In hot world cities, particularly in Seville, there is a real need to combat the high temperatures and the heat island effect to bring life back to the streets and make spaces frequently used in the past more appealing again to local citizens. This study presents the climate control of an amphitheatre in Isla de la Cartuja, Seville (Spain), which was designed and built for the EXPO-92, a space currently in disuse. To this end, the study presents a design methodology and the installation of climate control solutions in open spaces, applying this methodology to the case study to achieve thermal comfort levels in the area. In addition, one difference between this work and the published material is that the techniques used for climate control in the open space under study have been characterised through experiments. Therefore, the models used for designing and dimensioning the proposed intervention are considered sufficiently precise and reliable with respect to the simulated reality. Also, the different technologies are integrated via simulation, allowing for an overall evaluation and optimal design of the proposed climate control system. These developments are validated through their integration in a case study. The whole system presents the solution for the measured problems.
The literature review shows that few studies propose a comprehensive climate control of open spaces as this work does. And that the proposal of solutions made here has been obtained from the simulation of models of characterisation of these natural technologies through experiments. Likewise, the results demonstrate the possibilities of natural techniques integrated into a climate control system to guarantee comfortable conditions in open spaces, even in the hottest moments of summer.

= = = =

- Exercise aim: Please copy the study summary from "The literature review" to "moments of summer.", replacing "open spaces" with "outdoor spaces" throughout.

= = = =

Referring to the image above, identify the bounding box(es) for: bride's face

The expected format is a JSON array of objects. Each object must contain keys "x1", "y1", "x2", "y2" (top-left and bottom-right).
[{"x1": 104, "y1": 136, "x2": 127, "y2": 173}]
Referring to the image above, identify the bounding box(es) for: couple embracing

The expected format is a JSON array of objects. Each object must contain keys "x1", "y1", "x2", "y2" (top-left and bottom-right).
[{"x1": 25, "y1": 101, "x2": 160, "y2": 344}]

= = = =

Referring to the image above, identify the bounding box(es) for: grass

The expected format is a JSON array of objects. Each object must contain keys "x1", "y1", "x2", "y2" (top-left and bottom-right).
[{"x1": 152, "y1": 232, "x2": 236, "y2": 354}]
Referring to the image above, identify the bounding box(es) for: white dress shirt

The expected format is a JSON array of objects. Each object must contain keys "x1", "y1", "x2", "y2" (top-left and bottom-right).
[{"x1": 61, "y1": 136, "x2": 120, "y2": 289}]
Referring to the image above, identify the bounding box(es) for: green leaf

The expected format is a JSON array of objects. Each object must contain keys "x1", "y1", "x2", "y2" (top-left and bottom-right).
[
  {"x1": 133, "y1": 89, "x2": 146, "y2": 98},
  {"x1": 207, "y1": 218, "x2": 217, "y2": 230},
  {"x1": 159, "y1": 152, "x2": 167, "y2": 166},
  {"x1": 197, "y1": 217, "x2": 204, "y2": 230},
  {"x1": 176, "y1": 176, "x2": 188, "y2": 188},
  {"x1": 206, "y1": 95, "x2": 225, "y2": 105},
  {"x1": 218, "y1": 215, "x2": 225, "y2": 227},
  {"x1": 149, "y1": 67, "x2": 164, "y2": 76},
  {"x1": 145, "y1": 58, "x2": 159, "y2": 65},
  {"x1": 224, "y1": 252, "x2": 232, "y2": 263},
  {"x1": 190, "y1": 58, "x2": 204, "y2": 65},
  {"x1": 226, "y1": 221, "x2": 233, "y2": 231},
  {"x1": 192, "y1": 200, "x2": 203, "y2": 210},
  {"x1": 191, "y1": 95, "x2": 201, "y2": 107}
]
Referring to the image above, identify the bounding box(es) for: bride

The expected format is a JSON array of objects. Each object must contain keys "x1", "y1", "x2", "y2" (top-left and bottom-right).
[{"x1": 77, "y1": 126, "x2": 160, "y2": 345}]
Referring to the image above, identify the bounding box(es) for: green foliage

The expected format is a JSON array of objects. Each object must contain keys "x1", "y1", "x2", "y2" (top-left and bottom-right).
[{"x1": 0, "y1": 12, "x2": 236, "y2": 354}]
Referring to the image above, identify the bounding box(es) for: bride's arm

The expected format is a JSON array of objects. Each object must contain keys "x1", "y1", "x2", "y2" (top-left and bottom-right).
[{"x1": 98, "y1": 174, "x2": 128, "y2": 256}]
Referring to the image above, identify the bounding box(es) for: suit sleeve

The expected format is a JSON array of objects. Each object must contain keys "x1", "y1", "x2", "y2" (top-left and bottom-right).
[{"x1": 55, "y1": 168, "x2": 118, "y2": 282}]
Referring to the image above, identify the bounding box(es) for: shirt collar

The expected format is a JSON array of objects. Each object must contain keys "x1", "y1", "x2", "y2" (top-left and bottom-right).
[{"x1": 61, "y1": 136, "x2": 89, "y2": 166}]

= = = =

- Response to this task:
The literature review shows that few studies propose a comprehensive climate control of outdoor spaces as this work does. And that the proposal of solutions made here has been obtained from the simulation of models of characterisation of these natural technologies through experiments. Likewise, the results demonstrate the possibilities of natural techniques integrated into a climate control system to guarantee comfortable conditions in outdoor spaces, even in the hottest moments of summer.